** begin **

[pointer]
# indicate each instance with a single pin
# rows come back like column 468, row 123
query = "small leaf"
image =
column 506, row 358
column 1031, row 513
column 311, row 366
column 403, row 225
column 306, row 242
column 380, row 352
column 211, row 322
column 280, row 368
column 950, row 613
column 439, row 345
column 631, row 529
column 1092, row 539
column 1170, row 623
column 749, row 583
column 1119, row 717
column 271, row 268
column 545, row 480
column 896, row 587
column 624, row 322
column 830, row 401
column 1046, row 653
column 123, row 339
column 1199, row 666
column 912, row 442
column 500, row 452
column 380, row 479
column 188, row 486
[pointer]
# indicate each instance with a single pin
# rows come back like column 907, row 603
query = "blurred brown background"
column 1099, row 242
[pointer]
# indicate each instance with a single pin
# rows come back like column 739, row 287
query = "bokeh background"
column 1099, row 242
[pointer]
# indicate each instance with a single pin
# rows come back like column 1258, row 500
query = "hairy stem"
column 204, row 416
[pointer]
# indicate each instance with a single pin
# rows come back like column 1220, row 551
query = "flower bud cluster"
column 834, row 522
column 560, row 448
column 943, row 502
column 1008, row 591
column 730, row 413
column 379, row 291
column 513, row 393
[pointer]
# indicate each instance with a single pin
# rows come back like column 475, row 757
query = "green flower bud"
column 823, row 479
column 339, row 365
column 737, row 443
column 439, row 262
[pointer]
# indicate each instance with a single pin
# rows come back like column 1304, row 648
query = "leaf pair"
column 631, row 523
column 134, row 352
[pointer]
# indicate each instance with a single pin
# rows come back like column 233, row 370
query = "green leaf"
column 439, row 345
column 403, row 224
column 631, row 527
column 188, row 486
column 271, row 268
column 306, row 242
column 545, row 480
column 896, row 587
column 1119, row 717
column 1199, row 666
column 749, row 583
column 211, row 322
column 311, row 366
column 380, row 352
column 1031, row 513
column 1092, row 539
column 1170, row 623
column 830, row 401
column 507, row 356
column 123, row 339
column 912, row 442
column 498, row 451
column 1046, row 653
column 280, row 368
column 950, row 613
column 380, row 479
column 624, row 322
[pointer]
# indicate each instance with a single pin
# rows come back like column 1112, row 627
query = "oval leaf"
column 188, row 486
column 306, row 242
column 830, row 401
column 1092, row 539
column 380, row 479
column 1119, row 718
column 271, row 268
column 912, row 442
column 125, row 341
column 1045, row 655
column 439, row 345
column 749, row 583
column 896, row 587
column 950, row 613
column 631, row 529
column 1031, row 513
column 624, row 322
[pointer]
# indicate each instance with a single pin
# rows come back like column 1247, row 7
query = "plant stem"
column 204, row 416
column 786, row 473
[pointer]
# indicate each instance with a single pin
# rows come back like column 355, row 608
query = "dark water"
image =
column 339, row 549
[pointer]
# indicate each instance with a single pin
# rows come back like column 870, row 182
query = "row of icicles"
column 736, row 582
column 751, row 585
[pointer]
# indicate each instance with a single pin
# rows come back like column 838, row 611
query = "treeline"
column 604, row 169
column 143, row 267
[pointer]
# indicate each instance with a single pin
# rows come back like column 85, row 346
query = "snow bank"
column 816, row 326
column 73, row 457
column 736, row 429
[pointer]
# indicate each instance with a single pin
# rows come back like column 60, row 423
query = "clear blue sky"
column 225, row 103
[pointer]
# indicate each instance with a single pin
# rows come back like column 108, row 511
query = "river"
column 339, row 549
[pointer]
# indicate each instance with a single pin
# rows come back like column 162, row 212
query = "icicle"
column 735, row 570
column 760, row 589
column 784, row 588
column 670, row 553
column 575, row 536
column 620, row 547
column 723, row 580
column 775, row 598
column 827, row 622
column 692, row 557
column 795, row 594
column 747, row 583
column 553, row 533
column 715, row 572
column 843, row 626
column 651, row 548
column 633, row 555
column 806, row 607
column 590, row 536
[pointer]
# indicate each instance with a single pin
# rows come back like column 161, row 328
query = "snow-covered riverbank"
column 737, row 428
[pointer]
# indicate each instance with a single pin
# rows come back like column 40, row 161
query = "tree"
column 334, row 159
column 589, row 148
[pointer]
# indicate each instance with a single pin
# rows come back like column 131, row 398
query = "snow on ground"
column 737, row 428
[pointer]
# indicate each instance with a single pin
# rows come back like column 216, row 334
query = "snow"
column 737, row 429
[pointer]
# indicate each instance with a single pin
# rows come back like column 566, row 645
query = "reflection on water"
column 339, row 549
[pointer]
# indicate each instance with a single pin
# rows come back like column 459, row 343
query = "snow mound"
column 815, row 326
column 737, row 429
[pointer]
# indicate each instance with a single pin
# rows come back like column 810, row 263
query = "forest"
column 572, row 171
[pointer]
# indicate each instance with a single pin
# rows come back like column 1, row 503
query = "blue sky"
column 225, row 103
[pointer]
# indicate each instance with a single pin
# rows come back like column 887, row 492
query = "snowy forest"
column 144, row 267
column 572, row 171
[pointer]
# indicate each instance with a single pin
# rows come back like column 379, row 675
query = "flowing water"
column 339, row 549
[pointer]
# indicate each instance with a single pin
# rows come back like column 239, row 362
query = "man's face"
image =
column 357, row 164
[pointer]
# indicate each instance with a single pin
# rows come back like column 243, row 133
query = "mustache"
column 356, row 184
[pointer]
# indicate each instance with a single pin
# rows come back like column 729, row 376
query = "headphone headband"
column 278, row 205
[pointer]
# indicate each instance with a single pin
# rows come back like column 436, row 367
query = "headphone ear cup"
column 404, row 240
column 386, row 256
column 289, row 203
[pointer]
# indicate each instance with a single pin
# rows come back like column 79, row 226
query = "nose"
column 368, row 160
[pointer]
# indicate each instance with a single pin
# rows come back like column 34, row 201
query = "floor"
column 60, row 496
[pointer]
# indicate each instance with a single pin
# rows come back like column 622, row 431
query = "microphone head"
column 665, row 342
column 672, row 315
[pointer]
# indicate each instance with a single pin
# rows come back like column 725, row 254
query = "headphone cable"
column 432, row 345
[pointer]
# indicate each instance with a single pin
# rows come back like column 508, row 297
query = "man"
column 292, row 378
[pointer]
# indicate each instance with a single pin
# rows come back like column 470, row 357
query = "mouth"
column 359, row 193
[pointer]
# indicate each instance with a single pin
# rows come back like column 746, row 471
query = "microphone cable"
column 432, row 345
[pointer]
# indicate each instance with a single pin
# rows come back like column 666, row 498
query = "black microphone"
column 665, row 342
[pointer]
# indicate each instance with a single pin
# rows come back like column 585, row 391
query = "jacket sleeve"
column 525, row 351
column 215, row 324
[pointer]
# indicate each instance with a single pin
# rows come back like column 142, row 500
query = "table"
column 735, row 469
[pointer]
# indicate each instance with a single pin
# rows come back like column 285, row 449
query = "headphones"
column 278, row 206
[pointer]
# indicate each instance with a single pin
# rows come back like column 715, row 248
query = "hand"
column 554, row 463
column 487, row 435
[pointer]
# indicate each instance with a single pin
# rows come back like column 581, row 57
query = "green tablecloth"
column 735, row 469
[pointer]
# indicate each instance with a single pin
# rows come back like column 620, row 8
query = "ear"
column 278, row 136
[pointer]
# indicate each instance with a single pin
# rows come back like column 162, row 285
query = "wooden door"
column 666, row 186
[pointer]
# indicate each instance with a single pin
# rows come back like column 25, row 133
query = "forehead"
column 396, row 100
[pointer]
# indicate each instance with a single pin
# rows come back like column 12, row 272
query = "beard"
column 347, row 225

** end **

(Objective)
Please echo the entries word for word, beginning at their first line and stopping after the line that contains "column 513, row 393".

(Response for this exercise)
[pointer]
# indicate each instance with a single pin
# rows come back like column 468, row 123
query = "small leaf"
image =
column 506, row 358
column 1031, row 513
column 311, row 366
column 403, row 225
column 306, row 242
column 380, row 352
column 211, row 322
column 280, row 368
column 950, row 613
column 439, row 345
column 631, row 529
column 1092, row 539
column 1170, row 623
column 749, row 583
column 1119, row 717
column 271, row 268
column 545, row 480
column 896, row 587
column 624, row 322
column 830, row 401
column 1046, row 653
column 123, row 339
column 1199, row 666
column 912, row 442
column 500, row 452
column 380, row 479
column 188, row 486
[pointer]
# indicate each instance with a single pin
# rows come back like column 907, row 603
query = "blurred brown background"
column 1099, row 242
[pointer]
# indicate each instance with a single pin
# rows come back like column 739, row 287
query = "bokeh background"
column 1099, row 242
[pointer]
# indicate each instance with a single pin
# rows come back like column 1258, row 500
query = "hairy stem"
column 204, row 416
[pointer]
# indicate each instance with a single pin
# rows come back like column 1220, row 551
query = "flower bud cluster"
column 834, row 522
column 560, row 448
column 943, row 502
column 1008, row 591
column 730, row 413
column 379, row 291
column 513, row 393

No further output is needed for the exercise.